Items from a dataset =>
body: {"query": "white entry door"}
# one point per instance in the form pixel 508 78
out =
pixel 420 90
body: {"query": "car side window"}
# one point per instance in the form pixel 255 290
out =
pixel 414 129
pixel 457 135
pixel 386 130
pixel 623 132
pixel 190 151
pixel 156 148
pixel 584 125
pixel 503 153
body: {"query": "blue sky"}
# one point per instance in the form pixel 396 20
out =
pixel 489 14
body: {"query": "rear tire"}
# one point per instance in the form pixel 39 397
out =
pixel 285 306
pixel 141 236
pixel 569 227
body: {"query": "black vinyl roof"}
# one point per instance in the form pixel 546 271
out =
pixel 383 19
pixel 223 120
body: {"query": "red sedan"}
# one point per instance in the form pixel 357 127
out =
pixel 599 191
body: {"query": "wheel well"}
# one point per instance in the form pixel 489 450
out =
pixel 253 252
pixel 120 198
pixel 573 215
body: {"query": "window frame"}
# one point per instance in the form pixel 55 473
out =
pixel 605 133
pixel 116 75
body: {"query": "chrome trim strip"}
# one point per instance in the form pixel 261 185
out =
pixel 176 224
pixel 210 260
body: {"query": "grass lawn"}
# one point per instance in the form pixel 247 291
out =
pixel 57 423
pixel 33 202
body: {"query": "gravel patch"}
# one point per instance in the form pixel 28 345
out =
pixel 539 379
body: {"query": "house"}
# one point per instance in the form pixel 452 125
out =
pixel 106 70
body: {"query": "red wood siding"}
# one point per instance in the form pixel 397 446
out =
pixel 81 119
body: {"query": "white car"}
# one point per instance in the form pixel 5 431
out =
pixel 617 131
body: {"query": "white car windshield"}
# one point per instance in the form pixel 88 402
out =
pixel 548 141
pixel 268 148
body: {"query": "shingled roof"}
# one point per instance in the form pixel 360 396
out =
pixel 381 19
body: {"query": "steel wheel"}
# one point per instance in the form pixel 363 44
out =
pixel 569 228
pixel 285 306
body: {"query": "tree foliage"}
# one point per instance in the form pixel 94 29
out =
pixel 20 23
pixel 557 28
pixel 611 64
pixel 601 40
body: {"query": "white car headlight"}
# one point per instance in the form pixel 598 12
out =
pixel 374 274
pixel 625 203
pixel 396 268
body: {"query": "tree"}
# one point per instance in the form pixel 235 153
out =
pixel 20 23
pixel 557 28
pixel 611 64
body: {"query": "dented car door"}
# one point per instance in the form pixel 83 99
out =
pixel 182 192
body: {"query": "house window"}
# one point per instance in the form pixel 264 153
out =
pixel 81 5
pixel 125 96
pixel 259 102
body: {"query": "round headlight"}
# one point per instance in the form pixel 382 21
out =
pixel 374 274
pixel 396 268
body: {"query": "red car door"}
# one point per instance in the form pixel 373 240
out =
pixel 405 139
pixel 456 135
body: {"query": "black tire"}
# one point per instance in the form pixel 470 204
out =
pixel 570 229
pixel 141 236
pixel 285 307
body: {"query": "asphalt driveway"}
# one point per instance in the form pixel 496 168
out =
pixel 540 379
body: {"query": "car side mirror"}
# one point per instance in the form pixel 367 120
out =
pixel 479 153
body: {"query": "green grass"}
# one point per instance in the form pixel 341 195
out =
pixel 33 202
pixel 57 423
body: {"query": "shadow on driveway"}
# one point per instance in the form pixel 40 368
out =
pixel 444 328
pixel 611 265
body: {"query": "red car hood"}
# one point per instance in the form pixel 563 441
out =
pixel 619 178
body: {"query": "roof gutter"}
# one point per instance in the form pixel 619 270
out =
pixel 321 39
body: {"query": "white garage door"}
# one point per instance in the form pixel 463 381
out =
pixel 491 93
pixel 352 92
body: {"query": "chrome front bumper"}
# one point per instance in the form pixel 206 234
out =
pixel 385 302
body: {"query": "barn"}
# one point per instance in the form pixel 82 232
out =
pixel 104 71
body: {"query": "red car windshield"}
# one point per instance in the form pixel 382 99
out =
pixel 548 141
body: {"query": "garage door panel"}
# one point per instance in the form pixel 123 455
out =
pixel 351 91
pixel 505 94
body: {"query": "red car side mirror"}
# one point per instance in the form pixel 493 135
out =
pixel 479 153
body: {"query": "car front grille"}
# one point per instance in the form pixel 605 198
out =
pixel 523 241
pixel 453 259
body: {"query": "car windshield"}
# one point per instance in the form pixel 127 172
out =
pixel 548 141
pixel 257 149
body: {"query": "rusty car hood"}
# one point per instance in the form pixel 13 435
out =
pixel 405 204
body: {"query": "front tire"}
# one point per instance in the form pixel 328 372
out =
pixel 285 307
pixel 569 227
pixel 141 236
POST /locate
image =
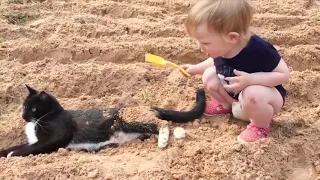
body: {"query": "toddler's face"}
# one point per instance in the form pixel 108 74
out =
pixel 211 42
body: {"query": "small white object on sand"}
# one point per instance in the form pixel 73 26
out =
pixel 179 132
pixel 238 112
pixel 163 137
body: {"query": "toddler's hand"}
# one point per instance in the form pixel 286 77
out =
pixel 239 82
pixel 189 68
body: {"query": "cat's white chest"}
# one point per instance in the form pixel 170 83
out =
pixel 31 133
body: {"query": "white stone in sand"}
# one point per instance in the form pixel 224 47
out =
pixel 179 132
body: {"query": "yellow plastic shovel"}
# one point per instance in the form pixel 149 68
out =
pixel 160 62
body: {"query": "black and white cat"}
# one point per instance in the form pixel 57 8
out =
pixel 50 127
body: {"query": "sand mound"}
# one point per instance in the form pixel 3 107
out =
pixel 91 54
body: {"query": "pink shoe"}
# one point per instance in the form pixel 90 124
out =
pixel 213 107
pixel 253 133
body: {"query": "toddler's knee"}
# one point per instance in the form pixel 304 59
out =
pixel 251 96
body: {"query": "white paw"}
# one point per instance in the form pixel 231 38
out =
pixel 163 137
pixel 179 132
pixel 9 155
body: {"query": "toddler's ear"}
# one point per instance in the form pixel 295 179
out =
pixel 233 37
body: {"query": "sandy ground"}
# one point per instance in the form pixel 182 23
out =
pixel 90 53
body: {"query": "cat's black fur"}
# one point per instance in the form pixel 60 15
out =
pixel 184 116
pixel 58 128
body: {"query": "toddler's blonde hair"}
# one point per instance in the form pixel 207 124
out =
pixel 223 16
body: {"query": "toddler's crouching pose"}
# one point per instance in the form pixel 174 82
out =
pixel 241 65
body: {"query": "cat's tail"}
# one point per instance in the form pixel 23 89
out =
pixel 184 116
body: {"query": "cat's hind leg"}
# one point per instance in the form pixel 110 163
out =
pixel 10 150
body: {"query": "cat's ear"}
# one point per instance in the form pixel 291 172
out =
pixel 44 96
pixel 31 90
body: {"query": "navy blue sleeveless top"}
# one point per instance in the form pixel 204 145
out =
pixel 258 56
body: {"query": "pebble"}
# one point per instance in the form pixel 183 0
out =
pixel 179 132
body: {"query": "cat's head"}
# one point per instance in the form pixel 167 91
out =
pixel 38 104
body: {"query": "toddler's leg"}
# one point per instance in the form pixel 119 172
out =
pixel 260 104
pixel 220 105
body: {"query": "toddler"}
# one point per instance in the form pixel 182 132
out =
pixel 241 65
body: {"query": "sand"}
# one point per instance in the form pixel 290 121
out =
pixel 91 54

Problem description =>
Convert every item above into a JSON array of strings, one string per line, omitting blank lines. Exclude the images from the output.

Answer to this problem =>
[
  "body: {\"query\": \"white entry door\"}",
  "# one point per instance in the form pixel 508 78",
  "out =",
  "pixel 420 90",
  "body: {\"query\": \"car side window\"}",
  "# one point per instance in the form pixel 255 290",
  "out =",
  "pixel 414 129",
  "pixel 457 135",
  "pixel 386 130",
  "pixel 623 132",
  "pixel 190 151",
  "pixel 156 148",
  "pixel 584 125",
  "pixel 503 153",
  "body: {\"query\": \"blue sky\"}",
  "# one point per instance in the form pixel 396 20",
  "out =",
  "pixel 489 14",
  "body: {\"query\": \"rear tire\"}",
  "# one point per instance in the form pixel 39 397",
  "out =",
  "pixel 285 306",
  "pixel 141 236",
  "pixel 569 227",
  "body: {\"query\": \"black vinyl roof\"}",
  "# one point per instance in the form pixel 546 271",
  "out =",
  "pixel 383 19",
  "pixel 223 120",
  "body: {\"query\": \"red sedan\"}",
  "# one point per instance in the form pixel 357 127",
  "out =",
  "pixel 599 191",
  "body: {\"query\": \"wheel well\"}",
  "# one point per instance in the form pixel 489 450",
  "out =",
  "pixel 253 252",
  "pixel 120 198",
  "pixel 573 215",
  "body: {\"query\": \"window frame\"}",
  "# one point per instance in the form pixel 55 473",
  "out =",
  "pixel 605 133",
  "pixel 116 75",
  "body: {\"query\": \"chrome trim strip\"}",
  "# one point per instance in the form pixel 261 185",
  "out =",
  "pixel 176 224",
  "pixel 210 260",
  "body: {\"query\": \"grass lawn\"}",
  "# one point per instance in the form pixel 247 291",
  "out =",
  "pixel 57 423",
  "pixel 33 202",
  "body: {\"query\": \"gravel patch\"}",
  "# one point per instance in the form pixel 28 345",
  "out =",
  "pixel 539 379",
  "body: {\"query\": \"house\"}",
  "# one point per instance in the form pixel 452 125",
  "out =",
  "pixel 106 70",
  "body: {\"query\": \"red wood siding\"}",
  "# one point per instance in the form pixel 397 446",
  "out =",
  "pixel 81 119",
  "body: {\"query\": \"white car\"}",
  "# one point per instance in the form pixel 5 431",
  "out =",
  "pixel 617 131",
  "body: {\"query\": \"white car windshield\"}",
  "# one point per instance in the form pixel 88 402",
  "out =",
  "pixel 548 141",
  "pixel 268 148",
  "body: {\"query\": \"shingled roof\"}",
  "# one point per instance in the form pixel 360 396",
  "out =",
  "pixel 381 19",
  "body: {\"query\": \"steel wheel\"}",
  "# one point per instance in the form pixel 363 44",
  "out =",
  "pixel 569 228",
  "pixel 285 306",
  "body: {\"query\": \"tree foliage\"}",
  "# one point per instance in the form pixel 94 29",
  "out =",
  "pixel 20 23",
  "pixel 557 28",
  "pixel 611 64",
  "pixel 601 40",
  "body: {\"query\": \"white car headlight\"}",
  "# one point per instance in the form pixel 598 12",
  "out =",
  "pixel 374 274",
  "pixel 625 203",
  "pixel 396 268",
  "body: {\"query\": \"tree\"}",
  "# one point per instance in the form pixel 235 153",
  "out =",
  "pixel 20 23",
  "pixel 557 28",
  "pixel 611 64",
  "body: {\"query\": \"dented car door\"}",
  "# one point per instance in the form pixel 83 99",
  "out =",
  "pixel 182 192",
  "body: {\"query\": \"house window\"}",
  "# one point per instance in the form pixel 264 153",
  "out =",
  "pixel 81 5",
  "pixel 125 96",
  "pixel 259 102",
  "body: {\"query\": \"round headlight\"}",
  "# one point per instance in the form pixel 382 21",
  "out =",
  "pixel 374 274",
  "pixel 396 268",
  "body: {\"query\": \"red car door\"}",
  "# one point per instance in the form pixel 373 240",
  "out =",
  "pixel 405 139",
  "pixel 456 135",
  "body: {\"query\": \"black tire\"}",
  "# one point per instance in the form pixel 470 204",
  "out =",
  "pixel 570 229",
  "pixel 141 236",
  "pixel 285 307",
  "body: {\"query\": \"asphalt driveway\"}",
  "# one point per instance in the form pixel 496 168",
  "out =",
  "pixel 540 379",
  "body: {\"query\": \"car side mirror\"}",
  "# one point per instance in the form pixel 367 120",
  "out =",
  "pixel 479 153",
  "body: {\"query\": \"green grass\"}",
  "# one point per instance in the form pixel 341 195",
  "out =",
  "pixel 33 202",
  "pixel 57 423",
  "body: {\"query\": \"shadow on driveway\"}",
  "# one point per instance in the form pixel 40 368",
  "out =",
  "pixel 444 328",
  "pixel 611 265",
  "body: {\"query\": \"red car hood\"}",
  "# one point per instance in the form pixel 563 441",
  "out =",
  "pixel 619 178",
  "body: {\"query\": \"roof gutter\"}",
  "# one point per instance in the form pixel 619 270",
  "out =",
  "pixel 321 39",
  "body: {\"query\": \"white garage door\"}",
  "# one point per instance in the form pixel 463 381",
  "out =",
  "pixel 491 93",
  "pixel 352 92",
  "body: {\"query\": \"chrome front bumper\"}",
  "# one point per instance in the form pixel 206 234",
  "out =",
  "pixel 385 302",
  "body: {\"query\": \"barn\"}",
  "# one point per instance in the form pixel 82 232",
  "out =",
  "pixel 104 71",
  "body: {\"query\": \"red car windshield\"}",
  "# one point per instance in the form pixel 382 99",
  "out =",
  "pixel 548 141",
  "body: {\"query\": \"garage door panel\"}",
  "# one point per instance in the form pixel 123 455",
  "out =",
  "pixel 351 91",
  "pixel 505 94",
  "body: {\"query\": \"red car side mirror\"}",
  "# one point per instance in the form pixel 493 135",
  "out =",
  "pixel 479 153",
  "body: {\"query\": \"car front grille\"}",
  "# one point per instance in the form pixel 605 198",
  "out =",
  "pixel 523 241",
  "pixel 453 259",
  "body: {\"query\": \"car windshield\"}",
  "# one point per instance in the form pixel 127 172",
  "out =",
  "pixel 548 141",
  "pixel 257 149",
  "body: {\"query\": \"rusty car hood\"}",
  "# one point per instance in the form pixel 13 435",
  "out =",
  "pixel 405 204",
  "body: {\"query\": \"front tire\"}",
  "# one point per instance in the form pixel 328 372",
  "out =",
  "pixel 285 307",
  "pixel 569 227",
  "pixel 141 236",
  "POST /locate",
  "image =",
  "body: {\"query\": \"toddler's face\"}",
  "# one point per instance in the form pixel 108 74",
  "out =",
  "pixel 211 42",
  "body: {\"query\": \"small white object on sand\"}",
  "# one point per instance in the form pixel 73 26",
  "out =",
  "pixel 179 132",
  "pixel 238 112",
  "pixel 163 137",
  "body: {\"query\": \"toddler's hand\"}",
  "# one point per instance in the form pixel 286 77",
  "out =",
  "pixel 239 82",
  "pixel 189 68",
  "body: {\"query\": \"cat's white chest\"}",
  "# one point per instance in the form pixel 170 83",
  "out =",
  "pixel 31 133",
  "body: {\"query\": \"white stone in sand\"}",
  "# one point per instance in the form pixel 224 47",
  "out =",
  "pixel 179 132",
  "body: {\"query\": \"yellow plastic shovel\"}",
  "# one point per instance in the form pixel 149 68",
  "out =",
  "pixel 160 62",
  "body: {\"query\": \"black and white cat\"}",
  "# one point per instance in the form pixel 57 8",
  "out =",
  "pixel 50 127",
  "body: {\"query\": \"sand mound\"}",
  "# one point per instance in the form pixel 3 107",
  "out =",
  "pixel 91 54",
  "body: {\"query\": \"pink shoe\"}",
  "# one point per instance in the form pixel 90 124",
  "out =",
  "pixel 213 107",
  "pixel 253 133",
  "body: {\"query\": \"toddler's knee\"}",
  "# one point per instance in the form pixel 304 59",
  "out =",
  "pixel 251 96",
  "body: {\"query\": \"white paw\"}",
  "# one point per instance in the form pixel 231 38",
  "out =",
  "pixel 163 137",
  "pixel 179 132",
  "pixel 9 155",
  "body: {\"query\": \"toddler's ear\"}",
  "# one point per instance in the form pixel 295 179",
  "out =",
  "pixel 233 37",
  "body: {\"query\": \"sandy ground\"}",
  "# one point per instance in the form pixel 182 23",
  "out =",
  "pixel 90 53",
  "body: {\"query\": \"cat's black fur\"}",
  "# one point per instance in the form pixel 60 15",
  "out =",
  "pixel 184 116",
  "pixel 58 128",
  "body: {\"query\": \"toddler's blonde hair\"}",
  "# one point per instance in the form pixel 207 124",
  "out =",
  "pixel 223 16",
  "body: {\"query\": \"toddler's crouching pose\"}",
  "# one point per instance in the form pixel 174 82",
  "out =",
  "pixel 241 65",
  "body: {\"query\": \"cat's tail\"}",
  "# one point per instance in the form pixel 23 89",
  "out =",
  "pixel 184 116",
  "body: {\"query\": \"cat's hind leg\"}",
  "# one point per instance in the form pixel 110 163",
  "out =",
  "pixel 10 150",
  "body: {\"query\": \"cat's ear\"}",
  "# one point per instance in the form pixel 291 172",
  "out =",
  "pixel 44 96",
  "pixel 31 90",
  "body: {\"query\": \"navy blue sleeveless top\"}",
  "# one point per instance in the form pixel 204 145",
  "out =",
  "pixel 258 56",
  "body: {\"query\": \"pebble\"}",
  "# one point per instance in the form pixel 183 0",
  "out =",
  "pixel 179 132",
  "body: {\"query\": \"cat's head\"}",
  "# one point per instance in the form pixel 167 91",
  "out =",
  "pixel 38 104",
  "body: {\"query\": \"toddler's leg\"}",
  "# one point per instance in the form pixel 119 172",
  "out =",
  "pixel 260 104",
  "pixel 220 105",
  "body: {\"query\": \"toddler\"}",
  "# one point per instance in the form pixel 182 132",
  "out =",
  "pixel 241 65",
  "body: {\"query\": \"sand\"}",
  "# one point per instance in the form pixel 290 121",
  "out =",
  "pixel 91 54"
]